*** Opening RECORDS FOR THE TASK ***

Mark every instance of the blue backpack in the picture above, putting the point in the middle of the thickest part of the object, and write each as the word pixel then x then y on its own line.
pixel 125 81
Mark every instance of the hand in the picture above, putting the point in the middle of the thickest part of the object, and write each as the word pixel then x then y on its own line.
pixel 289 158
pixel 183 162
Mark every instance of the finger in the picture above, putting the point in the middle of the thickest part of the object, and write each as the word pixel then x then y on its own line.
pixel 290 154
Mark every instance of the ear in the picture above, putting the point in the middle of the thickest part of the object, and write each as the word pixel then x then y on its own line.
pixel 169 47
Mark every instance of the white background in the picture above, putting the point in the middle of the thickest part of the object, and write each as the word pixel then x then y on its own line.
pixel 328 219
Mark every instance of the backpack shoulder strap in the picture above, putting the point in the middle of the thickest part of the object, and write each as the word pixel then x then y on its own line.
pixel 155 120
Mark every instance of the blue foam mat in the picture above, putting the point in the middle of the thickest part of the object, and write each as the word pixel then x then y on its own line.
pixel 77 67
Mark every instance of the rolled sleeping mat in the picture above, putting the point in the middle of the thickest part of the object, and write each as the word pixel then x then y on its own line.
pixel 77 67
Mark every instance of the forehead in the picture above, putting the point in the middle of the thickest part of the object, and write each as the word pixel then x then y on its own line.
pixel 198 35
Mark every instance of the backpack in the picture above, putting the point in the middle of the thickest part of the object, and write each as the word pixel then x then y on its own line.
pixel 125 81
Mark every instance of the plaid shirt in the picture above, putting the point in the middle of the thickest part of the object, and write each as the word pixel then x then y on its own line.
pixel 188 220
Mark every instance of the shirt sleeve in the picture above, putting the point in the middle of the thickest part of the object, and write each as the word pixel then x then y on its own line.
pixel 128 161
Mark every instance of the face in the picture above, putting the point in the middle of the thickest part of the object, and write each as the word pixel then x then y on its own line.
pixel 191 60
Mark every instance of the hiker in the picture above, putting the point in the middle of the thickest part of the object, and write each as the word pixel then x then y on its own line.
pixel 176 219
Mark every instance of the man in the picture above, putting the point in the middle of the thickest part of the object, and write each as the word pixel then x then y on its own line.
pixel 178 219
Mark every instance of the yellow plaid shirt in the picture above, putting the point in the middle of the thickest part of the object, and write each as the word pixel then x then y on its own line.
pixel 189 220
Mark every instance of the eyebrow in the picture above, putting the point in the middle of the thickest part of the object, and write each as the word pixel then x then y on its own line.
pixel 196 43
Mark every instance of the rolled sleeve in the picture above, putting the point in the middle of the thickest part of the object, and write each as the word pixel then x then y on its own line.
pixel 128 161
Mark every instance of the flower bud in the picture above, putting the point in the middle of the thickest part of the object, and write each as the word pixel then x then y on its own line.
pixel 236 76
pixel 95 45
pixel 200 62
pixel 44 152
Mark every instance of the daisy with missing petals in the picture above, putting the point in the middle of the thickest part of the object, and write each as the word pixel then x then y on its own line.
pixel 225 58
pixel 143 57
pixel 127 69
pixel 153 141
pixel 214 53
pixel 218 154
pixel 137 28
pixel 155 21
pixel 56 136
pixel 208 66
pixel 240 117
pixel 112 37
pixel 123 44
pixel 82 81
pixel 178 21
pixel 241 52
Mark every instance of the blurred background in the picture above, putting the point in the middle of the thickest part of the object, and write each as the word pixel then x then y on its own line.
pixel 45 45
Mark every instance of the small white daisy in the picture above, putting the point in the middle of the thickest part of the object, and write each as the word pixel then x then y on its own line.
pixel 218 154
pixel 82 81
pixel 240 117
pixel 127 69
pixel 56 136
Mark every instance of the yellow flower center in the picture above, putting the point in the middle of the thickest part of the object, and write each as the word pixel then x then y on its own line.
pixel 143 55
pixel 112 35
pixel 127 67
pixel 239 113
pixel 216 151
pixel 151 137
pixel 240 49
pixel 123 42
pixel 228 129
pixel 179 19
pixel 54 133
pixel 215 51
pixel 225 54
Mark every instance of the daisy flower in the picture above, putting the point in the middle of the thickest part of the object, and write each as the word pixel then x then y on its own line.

*** Closing RECORDS FOR THE TASK ***

### EXERCISE DIRECTIONS
Please restate every record above word for word.

### EXERCISE ANSWER
Mark every instance of the blue backpack in the picture above, putting the point in the middle of the thickest part of the object, and write each as the word pixel then x then y on its own line.
pixel 125 81
Mark every instance of the hand in the picture above, putting the point in the middle of the thickest part of the object, and write each as the word pixel then x then y on its own line.
pixel 289 158
pixel 183 162
Mark every instance of the finger in the picture above, putting the point in the middle of the thickest part of the object, and write each as the word pixel then x then y on its own line.
pixel 290 154
Mark every instance of the ear in the picture above, putting the point in the middle of the thickest part of the object, and write each as the word pixel then x then y on its own line.
pixel 169 47
Mark every instance of the white background in the picture above, putting the point in the middle of the thickest part of the object, and write each as the word pixel then x then y on its own line.
pixel 328 219
Mark every instance of the backpack shoulder strap in the picture above, putting the point in the middle of the thickest part of the object, and write each as the word pixel then x then y on its own line.
pixel 155 120
Mark every instance of the blue foam mat in the picture above, putting the point in the middle of the thickest part of the object, and write each as the word pixel then x then y on its own line.
pixel 77 67
Mark every instance of the rolled sleeping mat in the picture above, putting the point in the middle of the thickest part of the object, and write each as the word pixel then x then y on its own line.
pixel 77 67
Mark every instance of the forehead in the picture above, putting the point in the middle of the thickest part of the object, and write each as the word pixel then x then y on its own line.
pixel 198 35
Mark every instance of the backpack in the picture above, putting the point in the middle of the thickest part of the object, and write each as the word pixel then x then y on its own line.
pixel 125 81
Mark every instance of the plaid shirt in the picture above, putting the point in the middle of the thickest part of the object, and write each as the word pixel then x then y on its own line.
pixel 188 220
Mark every instance of the shirt sleeve in the picture above, putting the point in the middle of the thickest part of the object, and write each as the word pixel then x then y on its own line.
pixel 128 161
Mark every instance of the face in the picture above, putting the point in the middle of the thickest part of the object, and write each as the word pixel then x then y on its own line.
pixel 191 60
Mark every instance of the hiker in the picture above, putting the point in the middle of the thickest part of the object, and write each as the word pixel then x then y on its own line.
pixel 176 219
Mark every instance of the man in the picture above, putting the point in the middle of the thickest part of the object, and write each as the word pixel then x then y on its own line.
pixel 178 219
Mark every instance of the yellow plaid shirt in the picture above, putting the point in the middle of the thickest part of the object, and write each as the word pixel then x then y on its own line.
pixel 189 220
Mark every instance of the eyebrow in the picture above, putting the point in the middle of the thickest part of the object, and write each as the word pixel then x then y on its own line.
pixel 196 43
Mark every instance of the rolled sleeve in the picture above, putting the point in the middle of the thickest part of the object, and write each as the word pixel then x then y on its own line.
pixel 128 161
Mark every instance of the flower bud in the picture above, putting the point in the middle of the thickest part of the object, and write each as the word pixel then x then y on its own line.
pixel 236 76
pixel 95 45
pixel 200 62
pixel 44 152
Mark every instance of the daisy with missing petals in the picture above, putting the point in the middle of the thickest part of the object, and write each as the word pixel then x then y on its own line.
pixel 225 58
pixel 143 57
pixel 127 69
pixel 153 141
pixel 214 53
pixel 218 154
pixel 137 28
pixel 155 21
pixel 56 136
pixel 208 66
pixel 240 117
pixel 112 37
pixel 123 44
pixel 82 81
pixel 178 21
pixel 241 52
Mark every instance of the blurred background in the picture above, putting the point in the middle of the thickest part of the object, and write each as the word pixel then x then y on its own line.
pixel 45 45
Mark every instance of the small white daisy in the picture above, putting the point in the middle of the thickest part of the object, and write each as the word pixel then x then y on its own line.
pixel 218 154
pixel 82 81
pixel 240 117
pixel 127 69
pixel 56 136
Mark every instance of the yellow flower center in the picture above, putting the point in the middle of the thickest part of the object, and write each as the word pixel then x then y on its own line.
pixel 143 55
pixel 112 35
pixel 127 67
pixel 239 113
pixel 216 151
pixel 151 137
pixel 240 49
pixel 123 42
pixel 228 129
pixel 179 19
pixel 54 133
pixel 215 51
pixel 225 54
Mark every instance of the daisy flower in the picture above, putting the point in the middle of the thickest part of the object, and write each as the word pixel then x then y on its own line.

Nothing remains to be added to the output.